*Textauszug*.
*-*-*

Merger-Experte Kai Lucks
Russland ist ein gescheiterter Staat
Kai Lucks ist Vorstandsvorsitzender des Bundesverbandes Mergers & Acquisitions. Foto: Bundesverband Mergers & Acquisitions
Die Wahrscheinlichkeit, dass Russland in wenigen Jahren zusammenbricht, beziffern führende Militärexperten auf 80 Prozent. Hier sagt Kai Lucks vom Bundesverband Mergers & Acquisition, welche Maßnahmen der Westen ergreifen muss, um dem Land wirtschaftlich wieder auf die Beine zu helfen.

*-*-*

*Aufgaben und Übungen*.
a. Prüfe, ob die folgenden Aussagen mit dem Textauszug übereinstimmen. Antworte jeweils mit Ja oder Nein und zitiere die entscheidenden Worte des Textauszugs wörtlich.
(i) Kai Lucks hat den Vorstandsvorsitz des Bundesverbandes Mergers & Acquisitions inne.
(ii) Führende Militärexperten schätzen die Wahrscheinlichkeit eines baldigen Zusammenbruchs Russlands auf 50 Prozent.
(iii) Lucks erläutert, welche Maßnahmen Russland selbst ergreifen muss, um wirtschaftlich wieder auf die Beine zu kommen.
b. Verschiebe in den Zeilen des Materials die Strecke von der Zeile mit „Target: small chapel“ bis einschließlich zum Ende des Materials, indem du zu jeder Zahl in den Koordinaten 140 addierst. Gib nur diese Zeilen wieder, die Zielangaben eingeschlossen.

*Material zur Aufgabe*.
*-*-*

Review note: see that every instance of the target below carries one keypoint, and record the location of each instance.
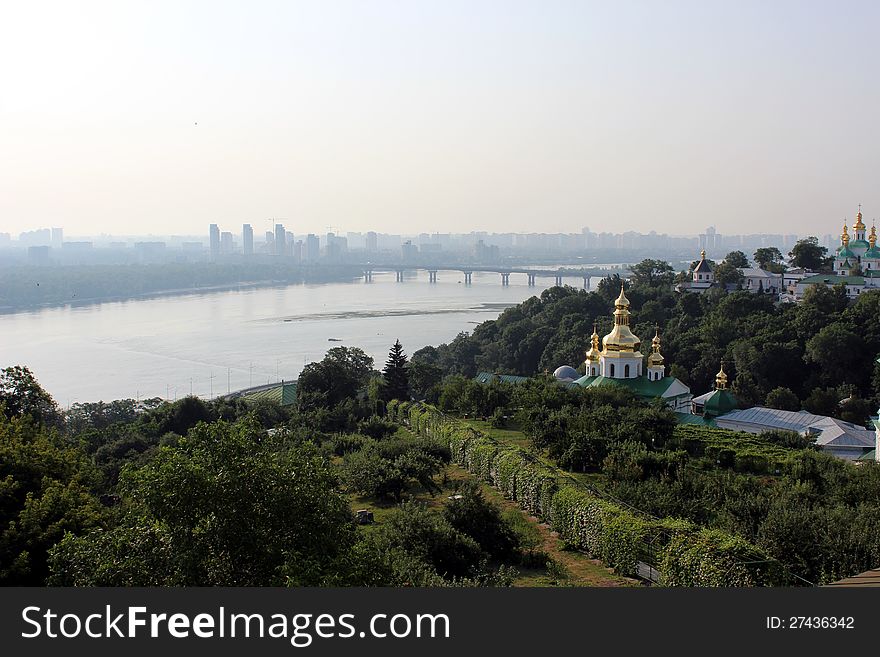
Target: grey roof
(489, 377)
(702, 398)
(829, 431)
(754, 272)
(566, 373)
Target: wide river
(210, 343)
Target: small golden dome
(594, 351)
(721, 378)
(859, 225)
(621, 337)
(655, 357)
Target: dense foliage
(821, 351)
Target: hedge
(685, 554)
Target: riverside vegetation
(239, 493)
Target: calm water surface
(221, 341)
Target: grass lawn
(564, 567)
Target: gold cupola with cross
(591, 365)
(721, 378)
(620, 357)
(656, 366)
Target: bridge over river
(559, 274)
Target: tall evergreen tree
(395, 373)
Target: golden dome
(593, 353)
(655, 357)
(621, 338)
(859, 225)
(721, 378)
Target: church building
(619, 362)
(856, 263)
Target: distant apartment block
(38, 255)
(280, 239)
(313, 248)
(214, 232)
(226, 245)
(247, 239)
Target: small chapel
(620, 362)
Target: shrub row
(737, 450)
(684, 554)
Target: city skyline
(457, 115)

*-*-*

*Lösungen der Reihe*.
a.
(i) Ja: „Kai Lucks ist Vorstandsvorsitzender des Bundesverbandes Mergers & Acquisitions.“
(ii) Nein: „beziffern führende Militärexperten auf 80 Prozent“
(iii) Nein: „welche Maßnahmen der Westen ergreifen muss“

b.
Target: small chapel
(760, 502)
Target: shrub row
(877, 590)
(824, 694)
Target: city skyline
(597, 255)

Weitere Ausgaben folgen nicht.